= Beginning of Section =

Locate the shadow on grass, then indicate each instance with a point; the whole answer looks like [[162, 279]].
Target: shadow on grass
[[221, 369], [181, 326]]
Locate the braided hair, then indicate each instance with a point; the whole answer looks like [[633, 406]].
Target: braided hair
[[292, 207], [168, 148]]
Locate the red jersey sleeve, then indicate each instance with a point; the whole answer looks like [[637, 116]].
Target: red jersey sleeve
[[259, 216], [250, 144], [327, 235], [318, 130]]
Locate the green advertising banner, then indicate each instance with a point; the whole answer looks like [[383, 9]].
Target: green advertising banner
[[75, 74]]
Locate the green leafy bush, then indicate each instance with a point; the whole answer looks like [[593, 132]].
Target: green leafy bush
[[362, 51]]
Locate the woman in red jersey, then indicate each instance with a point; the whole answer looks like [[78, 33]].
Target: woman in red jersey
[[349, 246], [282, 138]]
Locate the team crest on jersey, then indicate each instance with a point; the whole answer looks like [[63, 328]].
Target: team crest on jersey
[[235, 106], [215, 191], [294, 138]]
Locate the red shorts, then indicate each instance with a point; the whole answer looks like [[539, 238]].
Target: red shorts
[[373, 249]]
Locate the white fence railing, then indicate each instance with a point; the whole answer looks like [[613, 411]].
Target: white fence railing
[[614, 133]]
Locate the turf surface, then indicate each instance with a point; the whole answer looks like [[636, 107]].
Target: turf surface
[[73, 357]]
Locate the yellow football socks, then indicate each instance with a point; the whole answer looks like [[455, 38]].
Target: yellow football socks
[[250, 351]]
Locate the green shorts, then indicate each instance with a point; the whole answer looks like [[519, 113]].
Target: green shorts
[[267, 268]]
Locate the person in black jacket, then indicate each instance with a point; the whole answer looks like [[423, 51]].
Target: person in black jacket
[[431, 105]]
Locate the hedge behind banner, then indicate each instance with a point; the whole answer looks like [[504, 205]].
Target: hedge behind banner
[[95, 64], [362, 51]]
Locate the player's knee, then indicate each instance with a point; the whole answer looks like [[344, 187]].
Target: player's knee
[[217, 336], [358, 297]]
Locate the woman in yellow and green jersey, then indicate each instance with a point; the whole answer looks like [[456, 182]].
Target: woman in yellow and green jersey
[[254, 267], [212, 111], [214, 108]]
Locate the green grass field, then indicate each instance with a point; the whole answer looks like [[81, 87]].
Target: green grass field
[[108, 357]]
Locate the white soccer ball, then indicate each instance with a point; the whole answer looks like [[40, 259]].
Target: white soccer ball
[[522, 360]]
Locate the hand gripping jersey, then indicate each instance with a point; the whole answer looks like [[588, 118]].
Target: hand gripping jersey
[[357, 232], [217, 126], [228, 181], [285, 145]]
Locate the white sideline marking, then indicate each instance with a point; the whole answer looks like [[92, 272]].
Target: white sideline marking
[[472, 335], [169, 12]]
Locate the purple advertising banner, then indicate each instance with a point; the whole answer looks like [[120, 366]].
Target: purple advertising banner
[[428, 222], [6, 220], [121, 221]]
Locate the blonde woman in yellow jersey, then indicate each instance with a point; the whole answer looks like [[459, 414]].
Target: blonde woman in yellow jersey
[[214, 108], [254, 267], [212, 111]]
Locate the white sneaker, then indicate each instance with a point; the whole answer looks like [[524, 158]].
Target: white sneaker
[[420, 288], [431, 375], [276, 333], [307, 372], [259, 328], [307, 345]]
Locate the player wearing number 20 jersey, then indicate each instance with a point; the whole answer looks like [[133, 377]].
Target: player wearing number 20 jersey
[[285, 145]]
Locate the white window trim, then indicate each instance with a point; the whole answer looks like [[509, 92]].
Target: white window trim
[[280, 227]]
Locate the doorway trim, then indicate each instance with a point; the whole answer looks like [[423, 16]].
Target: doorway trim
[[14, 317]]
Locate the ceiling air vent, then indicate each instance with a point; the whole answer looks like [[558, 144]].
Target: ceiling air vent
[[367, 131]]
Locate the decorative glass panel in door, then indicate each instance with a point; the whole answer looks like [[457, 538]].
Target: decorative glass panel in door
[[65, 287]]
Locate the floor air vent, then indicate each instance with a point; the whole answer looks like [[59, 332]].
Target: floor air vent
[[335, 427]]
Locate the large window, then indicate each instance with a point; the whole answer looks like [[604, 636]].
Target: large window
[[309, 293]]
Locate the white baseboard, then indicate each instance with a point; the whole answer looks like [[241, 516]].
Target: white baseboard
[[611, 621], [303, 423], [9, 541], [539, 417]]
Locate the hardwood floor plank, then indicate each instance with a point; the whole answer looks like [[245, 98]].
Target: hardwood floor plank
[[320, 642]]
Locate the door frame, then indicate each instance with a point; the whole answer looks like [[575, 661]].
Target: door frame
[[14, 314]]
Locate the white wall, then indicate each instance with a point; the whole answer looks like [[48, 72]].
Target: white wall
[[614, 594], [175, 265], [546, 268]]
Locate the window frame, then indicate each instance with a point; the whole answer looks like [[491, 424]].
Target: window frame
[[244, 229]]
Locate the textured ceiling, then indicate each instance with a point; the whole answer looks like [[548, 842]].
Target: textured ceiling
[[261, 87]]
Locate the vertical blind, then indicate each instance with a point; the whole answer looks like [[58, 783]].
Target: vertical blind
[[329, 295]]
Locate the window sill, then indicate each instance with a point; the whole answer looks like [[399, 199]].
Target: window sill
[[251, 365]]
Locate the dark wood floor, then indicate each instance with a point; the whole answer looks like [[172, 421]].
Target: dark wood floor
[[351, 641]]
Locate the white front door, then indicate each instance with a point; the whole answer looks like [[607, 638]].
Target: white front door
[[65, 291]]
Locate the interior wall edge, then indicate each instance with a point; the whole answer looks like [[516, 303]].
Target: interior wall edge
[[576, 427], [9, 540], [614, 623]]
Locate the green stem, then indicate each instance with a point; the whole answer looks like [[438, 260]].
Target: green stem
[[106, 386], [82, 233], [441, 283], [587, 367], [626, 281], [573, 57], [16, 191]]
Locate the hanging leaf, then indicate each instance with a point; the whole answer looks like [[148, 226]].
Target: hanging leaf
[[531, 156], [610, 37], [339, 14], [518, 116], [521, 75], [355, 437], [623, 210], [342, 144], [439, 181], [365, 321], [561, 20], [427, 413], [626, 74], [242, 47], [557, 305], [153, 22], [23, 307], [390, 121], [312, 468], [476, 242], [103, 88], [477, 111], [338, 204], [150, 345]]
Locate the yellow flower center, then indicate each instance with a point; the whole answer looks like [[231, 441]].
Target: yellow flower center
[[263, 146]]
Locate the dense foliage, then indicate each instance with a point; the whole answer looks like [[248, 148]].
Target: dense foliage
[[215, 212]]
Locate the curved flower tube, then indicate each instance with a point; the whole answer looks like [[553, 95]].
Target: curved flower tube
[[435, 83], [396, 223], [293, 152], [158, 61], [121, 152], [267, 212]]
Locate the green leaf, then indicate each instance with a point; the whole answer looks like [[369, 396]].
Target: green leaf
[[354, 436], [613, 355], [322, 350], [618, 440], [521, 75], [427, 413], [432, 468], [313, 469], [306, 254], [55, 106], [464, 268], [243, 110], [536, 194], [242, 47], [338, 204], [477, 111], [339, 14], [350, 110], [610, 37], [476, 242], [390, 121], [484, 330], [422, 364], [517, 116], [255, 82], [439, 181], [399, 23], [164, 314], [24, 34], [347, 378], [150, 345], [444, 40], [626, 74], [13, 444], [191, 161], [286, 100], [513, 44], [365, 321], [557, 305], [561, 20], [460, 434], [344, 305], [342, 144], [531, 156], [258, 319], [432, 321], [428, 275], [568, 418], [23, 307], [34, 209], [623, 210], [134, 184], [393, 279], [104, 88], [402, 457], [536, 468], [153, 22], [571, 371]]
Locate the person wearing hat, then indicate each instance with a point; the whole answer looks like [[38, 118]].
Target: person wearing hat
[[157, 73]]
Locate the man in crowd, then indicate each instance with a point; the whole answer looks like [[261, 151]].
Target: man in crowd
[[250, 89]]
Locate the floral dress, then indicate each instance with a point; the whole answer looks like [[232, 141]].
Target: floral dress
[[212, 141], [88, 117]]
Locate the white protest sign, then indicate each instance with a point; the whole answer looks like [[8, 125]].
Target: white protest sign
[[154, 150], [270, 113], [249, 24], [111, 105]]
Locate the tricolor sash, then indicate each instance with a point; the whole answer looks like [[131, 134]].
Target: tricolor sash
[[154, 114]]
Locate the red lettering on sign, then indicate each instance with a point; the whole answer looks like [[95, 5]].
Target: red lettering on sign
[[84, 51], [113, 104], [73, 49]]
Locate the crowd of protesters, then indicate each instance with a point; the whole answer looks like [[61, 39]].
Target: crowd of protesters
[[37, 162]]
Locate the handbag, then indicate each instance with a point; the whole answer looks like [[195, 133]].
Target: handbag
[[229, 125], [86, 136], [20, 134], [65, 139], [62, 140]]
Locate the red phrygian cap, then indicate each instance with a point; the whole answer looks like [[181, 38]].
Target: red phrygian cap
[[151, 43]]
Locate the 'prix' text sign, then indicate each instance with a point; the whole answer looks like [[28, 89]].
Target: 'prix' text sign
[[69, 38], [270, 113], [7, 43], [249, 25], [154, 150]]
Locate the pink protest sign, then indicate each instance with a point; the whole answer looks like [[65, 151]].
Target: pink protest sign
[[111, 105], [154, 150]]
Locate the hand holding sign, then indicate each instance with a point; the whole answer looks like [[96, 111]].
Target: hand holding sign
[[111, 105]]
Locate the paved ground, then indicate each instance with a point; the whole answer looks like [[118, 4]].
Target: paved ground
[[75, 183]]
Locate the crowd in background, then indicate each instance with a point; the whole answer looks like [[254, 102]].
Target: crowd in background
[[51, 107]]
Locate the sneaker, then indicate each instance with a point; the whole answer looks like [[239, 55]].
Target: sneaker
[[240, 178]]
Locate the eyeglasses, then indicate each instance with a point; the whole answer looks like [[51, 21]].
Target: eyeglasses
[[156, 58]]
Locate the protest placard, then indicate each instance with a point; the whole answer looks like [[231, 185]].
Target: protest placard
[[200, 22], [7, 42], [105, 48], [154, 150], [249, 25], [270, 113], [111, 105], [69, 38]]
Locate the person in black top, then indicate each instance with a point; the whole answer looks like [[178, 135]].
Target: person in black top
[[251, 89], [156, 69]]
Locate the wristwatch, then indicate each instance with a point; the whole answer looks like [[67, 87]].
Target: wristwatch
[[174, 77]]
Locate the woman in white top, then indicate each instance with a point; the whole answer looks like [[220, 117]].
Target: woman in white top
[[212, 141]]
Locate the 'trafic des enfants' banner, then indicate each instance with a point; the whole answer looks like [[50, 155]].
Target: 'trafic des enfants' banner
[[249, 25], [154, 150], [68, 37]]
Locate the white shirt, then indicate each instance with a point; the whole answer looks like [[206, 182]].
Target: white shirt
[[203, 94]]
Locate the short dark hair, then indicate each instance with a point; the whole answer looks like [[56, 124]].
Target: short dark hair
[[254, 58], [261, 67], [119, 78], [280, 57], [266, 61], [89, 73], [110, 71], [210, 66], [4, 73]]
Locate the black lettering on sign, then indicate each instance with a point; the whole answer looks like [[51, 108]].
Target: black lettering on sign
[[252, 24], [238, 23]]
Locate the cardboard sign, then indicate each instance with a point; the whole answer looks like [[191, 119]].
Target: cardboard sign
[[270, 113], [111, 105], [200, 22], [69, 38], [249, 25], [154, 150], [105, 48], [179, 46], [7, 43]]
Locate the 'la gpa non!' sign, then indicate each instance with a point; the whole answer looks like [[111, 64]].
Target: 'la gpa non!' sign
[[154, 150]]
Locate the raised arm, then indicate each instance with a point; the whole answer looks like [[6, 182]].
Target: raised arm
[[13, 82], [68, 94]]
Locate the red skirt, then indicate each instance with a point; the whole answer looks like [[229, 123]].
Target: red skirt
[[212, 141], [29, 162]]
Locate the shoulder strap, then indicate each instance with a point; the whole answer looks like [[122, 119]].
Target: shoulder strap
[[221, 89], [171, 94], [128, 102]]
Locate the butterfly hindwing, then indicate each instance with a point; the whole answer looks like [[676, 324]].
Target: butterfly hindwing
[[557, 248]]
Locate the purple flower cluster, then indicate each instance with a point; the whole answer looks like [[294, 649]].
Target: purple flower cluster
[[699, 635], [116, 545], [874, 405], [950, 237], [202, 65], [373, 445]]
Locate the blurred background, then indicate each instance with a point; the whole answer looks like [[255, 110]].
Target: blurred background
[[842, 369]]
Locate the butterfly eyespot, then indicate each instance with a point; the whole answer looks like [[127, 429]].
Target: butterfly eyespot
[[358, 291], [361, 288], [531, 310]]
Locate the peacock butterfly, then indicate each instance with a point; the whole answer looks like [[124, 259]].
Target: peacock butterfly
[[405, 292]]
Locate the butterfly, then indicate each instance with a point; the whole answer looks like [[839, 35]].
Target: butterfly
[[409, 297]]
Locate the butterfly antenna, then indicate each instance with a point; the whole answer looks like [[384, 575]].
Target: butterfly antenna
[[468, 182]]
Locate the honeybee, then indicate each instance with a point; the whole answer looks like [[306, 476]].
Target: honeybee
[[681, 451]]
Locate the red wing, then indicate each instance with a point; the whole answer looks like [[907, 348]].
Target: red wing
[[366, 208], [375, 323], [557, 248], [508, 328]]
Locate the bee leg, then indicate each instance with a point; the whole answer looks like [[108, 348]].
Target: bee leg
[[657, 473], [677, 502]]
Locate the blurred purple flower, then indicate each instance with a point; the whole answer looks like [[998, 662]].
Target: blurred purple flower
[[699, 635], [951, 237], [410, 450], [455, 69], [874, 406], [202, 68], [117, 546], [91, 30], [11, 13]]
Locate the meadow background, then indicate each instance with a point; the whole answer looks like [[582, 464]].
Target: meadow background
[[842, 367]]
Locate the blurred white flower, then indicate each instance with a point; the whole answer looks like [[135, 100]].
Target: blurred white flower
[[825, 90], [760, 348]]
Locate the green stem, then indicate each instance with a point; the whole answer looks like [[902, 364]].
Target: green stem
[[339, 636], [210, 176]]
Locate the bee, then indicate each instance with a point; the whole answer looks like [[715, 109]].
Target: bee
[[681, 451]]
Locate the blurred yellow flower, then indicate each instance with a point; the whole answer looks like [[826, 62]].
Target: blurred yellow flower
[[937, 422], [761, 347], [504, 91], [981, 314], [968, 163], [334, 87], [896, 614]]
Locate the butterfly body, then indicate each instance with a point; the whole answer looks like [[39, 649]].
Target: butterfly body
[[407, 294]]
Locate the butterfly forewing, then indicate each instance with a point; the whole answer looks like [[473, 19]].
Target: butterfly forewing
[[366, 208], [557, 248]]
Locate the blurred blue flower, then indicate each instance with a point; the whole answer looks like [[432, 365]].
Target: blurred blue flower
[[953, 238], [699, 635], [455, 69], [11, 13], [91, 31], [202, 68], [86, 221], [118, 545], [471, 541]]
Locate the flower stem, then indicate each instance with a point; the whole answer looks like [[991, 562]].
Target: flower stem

= End of Section =

Scan the records above for the lines holding "Locate the protest" and "Locate the white shirt, then". Transcribe those two and every line between them word for word, and no others.

Locate the protest placard, then indicate each instance with a point; the whole answer looks like [[231, 185]].
Target: protest placard
[[200, 22], [7, 42], [105, 48], [154, 150], [249, 25], [270, 113], [111, 105], [69, 38]]
Locate the person in black top, then indicate each instance with a point; the whole answer looks like [[178, 135]].
Target: person in black top
[[251, 89], [156, 69]]
Locate the wristwatch, then indicate each instance with a point; the whole answer looks like [[67, 87]].
Target: wristwatch
[[174, 77]]
Locate the woman in white top, then indicate each instance with a point; the whole answer looks like [[220, 117]].
Target: woman in white top
[[212, 141]]
Locate the 'trafic des enfants' banner, then indicate each instance with a point; the whole answer looks like [[50, 155]].
Target: 'trafic des enfants' banner
[[249, 25], [154, 150], [68, 37]]
Locate the white shirt, then indicate each instance with a point; the whole answer looks like [[206, 182]].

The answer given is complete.